*PAGE EXCERPT*
________

Bugged.

The other day I went into one of those giant hardware stores to get some light bulbs. I was also trying to get in at least ten-thousand steps for the day and I once walked more than two and a half miles through one of those stores—not on purpose; I was trying to find someone who could get something off a high shelf, but that’s another story.

I always go through the garden section because I like to look at the plants and I noticed they had several varieties of carnivorous plants for sale in plastic boxes. Actually they had several varieties of dead carnivorous plants.

From the information on the side of the boxes it seems to be a pretty cool company, although I haven’t been able to find much about them online. The “Women owned” part intrigued me and made me think it’s a company that deserves some support. When I had a carnivorous plant collection most of the growers I knew–I’d guess around three-fourths–were men. But there were some things about the plants that bugged me.

________

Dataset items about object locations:
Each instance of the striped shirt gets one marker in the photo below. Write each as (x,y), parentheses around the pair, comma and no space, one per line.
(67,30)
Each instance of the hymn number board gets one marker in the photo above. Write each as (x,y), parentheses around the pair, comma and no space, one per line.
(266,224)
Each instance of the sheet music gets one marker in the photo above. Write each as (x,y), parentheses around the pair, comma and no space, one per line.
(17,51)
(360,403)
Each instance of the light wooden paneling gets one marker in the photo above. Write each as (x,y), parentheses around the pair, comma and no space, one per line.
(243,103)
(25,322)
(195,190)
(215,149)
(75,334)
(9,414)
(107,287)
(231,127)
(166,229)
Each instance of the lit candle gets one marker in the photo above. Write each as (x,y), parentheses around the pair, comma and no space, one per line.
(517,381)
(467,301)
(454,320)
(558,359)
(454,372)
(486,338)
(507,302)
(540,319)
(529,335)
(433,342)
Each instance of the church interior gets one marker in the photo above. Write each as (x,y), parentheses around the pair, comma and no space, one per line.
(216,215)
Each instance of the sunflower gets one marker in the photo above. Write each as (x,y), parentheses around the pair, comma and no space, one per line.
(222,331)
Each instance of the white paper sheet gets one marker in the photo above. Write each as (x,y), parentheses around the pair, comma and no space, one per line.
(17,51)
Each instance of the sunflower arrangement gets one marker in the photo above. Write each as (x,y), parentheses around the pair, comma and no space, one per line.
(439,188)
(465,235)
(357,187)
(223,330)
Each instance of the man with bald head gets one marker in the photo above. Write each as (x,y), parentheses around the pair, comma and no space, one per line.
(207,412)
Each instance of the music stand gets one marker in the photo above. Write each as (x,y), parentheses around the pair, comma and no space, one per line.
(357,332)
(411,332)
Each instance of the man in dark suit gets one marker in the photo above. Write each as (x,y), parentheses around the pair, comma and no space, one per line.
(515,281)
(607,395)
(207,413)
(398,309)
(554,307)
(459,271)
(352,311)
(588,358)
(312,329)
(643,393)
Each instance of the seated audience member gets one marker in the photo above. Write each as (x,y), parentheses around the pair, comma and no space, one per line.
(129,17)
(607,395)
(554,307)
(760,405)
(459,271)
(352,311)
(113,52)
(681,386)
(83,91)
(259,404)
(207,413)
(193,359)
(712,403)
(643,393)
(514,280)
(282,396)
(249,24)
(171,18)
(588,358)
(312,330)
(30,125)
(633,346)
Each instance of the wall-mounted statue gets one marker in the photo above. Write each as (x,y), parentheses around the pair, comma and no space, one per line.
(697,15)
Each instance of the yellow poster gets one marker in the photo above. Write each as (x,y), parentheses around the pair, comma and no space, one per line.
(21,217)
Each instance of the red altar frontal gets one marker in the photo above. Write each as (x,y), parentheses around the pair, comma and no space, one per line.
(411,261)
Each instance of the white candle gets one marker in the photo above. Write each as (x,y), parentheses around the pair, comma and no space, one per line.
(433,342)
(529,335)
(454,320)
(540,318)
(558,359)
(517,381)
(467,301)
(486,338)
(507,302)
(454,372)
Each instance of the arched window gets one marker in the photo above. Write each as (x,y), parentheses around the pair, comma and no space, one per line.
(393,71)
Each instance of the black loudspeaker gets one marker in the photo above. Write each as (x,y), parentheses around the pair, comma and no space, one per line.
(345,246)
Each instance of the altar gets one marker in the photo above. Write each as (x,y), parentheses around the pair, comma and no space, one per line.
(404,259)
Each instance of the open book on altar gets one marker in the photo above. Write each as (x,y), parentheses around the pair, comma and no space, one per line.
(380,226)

________

*SHORT TASK*
Using the carnivorous plants post, answer these:
1. What did the writer go to the hardware store to buy?
2. What were the carnivorous plants sold in?
3. Roughly what share of the growers the writer knew were men?
The items can be left aside here.

*THE REPLY*
1. Light bulbs.
2. Plastic boxes.
3. Around three-fourths.